**GIVEN INSTRUCTION**
From the line containing "Target: mug handle" down to the last line of the records below, copy every line exactly. Leave out everything before it.

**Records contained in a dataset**

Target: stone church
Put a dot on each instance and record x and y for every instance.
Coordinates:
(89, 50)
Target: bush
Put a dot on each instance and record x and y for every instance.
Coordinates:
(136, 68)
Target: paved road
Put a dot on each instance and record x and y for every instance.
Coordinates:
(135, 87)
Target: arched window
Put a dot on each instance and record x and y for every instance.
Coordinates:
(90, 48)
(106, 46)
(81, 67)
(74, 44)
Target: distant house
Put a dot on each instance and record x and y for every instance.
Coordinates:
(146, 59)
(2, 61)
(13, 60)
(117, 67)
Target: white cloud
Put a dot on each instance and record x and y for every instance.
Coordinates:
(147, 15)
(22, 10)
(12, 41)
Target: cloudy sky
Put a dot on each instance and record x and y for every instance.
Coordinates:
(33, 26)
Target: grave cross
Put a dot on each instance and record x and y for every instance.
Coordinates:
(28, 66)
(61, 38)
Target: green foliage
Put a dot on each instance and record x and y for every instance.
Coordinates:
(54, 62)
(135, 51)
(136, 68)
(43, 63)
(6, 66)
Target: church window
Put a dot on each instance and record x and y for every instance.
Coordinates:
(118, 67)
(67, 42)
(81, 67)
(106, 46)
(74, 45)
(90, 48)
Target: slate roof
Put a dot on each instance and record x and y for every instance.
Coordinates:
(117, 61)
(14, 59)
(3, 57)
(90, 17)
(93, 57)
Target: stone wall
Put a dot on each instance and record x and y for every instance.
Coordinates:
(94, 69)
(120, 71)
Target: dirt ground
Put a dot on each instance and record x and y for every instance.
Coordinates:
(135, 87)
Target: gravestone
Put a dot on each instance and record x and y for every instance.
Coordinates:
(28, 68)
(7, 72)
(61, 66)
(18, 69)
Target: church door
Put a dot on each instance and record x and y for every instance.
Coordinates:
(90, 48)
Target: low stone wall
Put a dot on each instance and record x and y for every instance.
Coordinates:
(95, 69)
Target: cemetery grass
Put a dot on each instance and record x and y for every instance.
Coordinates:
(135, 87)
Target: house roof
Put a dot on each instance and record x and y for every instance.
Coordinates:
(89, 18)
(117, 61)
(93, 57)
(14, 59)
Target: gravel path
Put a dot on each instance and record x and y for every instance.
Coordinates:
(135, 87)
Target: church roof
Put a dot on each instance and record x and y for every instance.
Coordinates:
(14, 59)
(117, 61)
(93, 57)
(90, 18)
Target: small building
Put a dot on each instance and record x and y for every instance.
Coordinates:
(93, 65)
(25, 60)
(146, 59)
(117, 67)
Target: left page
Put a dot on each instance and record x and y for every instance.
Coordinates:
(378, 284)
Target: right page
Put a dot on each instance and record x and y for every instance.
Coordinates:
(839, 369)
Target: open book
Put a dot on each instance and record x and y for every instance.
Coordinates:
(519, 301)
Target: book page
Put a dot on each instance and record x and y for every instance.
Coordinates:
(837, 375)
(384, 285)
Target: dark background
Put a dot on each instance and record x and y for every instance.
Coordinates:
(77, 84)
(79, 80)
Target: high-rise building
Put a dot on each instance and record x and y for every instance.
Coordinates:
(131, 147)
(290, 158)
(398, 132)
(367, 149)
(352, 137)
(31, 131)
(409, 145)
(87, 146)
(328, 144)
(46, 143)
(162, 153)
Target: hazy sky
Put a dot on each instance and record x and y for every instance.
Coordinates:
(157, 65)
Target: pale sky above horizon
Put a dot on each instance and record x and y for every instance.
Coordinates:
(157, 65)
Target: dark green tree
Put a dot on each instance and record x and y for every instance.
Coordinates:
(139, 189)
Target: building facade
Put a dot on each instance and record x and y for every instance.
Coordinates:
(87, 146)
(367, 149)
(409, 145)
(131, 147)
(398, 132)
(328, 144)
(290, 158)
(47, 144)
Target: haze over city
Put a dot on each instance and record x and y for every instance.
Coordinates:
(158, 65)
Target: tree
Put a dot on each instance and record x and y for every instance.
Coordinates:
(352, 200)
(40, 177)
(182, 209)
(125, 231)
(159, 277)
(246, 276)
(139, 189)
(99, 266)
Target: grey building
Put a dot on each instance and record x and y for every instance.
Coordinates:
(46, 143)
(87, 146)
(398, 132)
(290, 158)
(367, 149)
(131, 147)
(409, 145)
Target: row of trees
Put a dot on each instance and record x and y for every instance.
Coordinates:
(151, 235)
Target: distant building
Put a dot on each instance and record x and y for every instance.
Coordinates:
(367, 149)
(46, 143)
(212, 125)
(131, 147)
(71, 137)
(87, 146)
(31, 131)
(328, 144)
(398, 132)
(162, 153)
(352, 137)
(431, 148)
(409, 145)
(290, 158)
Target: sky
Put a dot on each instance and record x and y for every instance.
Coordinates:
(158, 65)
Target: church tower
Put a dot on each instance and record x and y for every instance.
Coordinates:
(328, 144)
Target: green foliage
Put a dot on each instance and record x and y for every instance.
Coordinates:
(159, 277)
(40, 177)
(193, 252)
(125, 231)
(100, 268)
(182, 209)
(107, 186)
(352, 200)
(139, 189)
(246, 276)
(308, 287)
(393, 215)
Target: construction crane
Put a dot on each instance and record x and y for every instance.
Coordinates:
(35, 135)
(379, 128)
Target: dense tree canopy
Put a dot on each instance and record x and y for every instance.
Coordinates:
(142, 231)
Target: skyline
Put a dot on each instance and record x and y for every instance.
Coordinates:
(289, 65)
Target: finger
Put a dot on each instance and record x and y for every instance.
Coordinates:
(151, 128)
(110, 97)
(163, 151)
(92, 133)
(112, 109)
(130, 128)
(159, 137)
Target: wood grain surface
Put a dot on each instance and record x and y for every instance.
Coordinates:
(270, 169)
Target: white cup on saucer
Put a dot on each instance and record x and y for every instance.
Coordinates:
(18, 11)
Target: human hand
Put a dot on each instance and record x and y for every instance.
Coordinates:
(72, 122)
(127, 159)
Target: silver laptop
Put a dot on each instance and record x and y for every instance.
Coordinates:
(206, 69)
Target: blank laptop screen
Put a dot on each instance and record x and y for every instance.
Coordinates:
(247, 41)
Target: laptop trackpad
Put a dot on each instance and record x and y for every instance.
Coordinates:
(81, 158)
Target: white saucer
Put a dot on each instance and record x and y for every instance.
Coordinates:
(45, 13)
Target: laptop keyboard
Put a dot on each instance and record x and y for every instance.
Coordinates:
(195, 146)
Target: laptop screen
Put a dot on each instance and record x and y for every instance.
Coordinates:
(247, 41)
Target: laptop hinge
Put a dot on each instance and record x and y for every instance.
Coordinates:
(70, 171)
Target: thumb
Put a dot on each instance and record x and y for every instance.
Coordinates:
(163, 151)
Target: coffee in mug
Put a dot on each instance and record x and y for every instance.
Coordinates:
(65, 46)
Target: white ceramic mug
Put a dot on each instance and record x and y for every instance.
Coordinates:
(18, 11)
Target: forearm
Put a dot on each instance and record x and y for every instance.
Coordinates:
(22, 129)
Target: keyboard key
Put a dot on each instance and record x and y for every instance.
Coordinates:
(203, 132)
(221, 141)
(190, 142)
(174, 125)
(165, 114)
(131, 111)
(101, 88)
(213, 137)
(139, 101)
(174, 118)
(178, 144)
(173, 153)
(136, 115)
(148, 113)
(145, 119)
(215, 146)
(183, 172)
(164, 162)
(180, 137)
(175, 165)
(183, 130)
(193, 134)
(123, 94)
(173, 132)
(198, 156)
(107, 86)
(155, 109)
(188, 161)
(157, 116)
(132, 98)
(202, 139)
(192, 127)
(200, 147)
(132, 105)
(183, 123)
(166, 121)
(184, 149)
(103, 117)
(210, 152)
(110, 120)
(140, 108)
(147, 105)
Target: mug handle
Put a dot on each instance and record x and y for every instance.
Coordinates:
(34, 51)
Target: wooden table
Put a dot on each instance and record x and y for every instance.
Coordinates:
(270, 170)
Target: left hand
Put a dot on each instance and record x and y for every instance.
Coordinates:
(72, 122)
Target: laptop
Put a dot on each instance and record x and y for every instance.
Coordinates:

**THE REPLY**
Target: mug handle
Put a dot on each instance and record x and y for every instance.
Coordinates:
(34, 51)
Target: wooden table
Put a dot on each instance and record x and y for every instance.
Coordinates:
(270, 170)
Target: left hand
Put a dot on each instance and record x and y for every instance.
Coordinates:
(72, 122)
Target: laptop
Put a dot on each instance and record x and y for every instance.
Coordinates:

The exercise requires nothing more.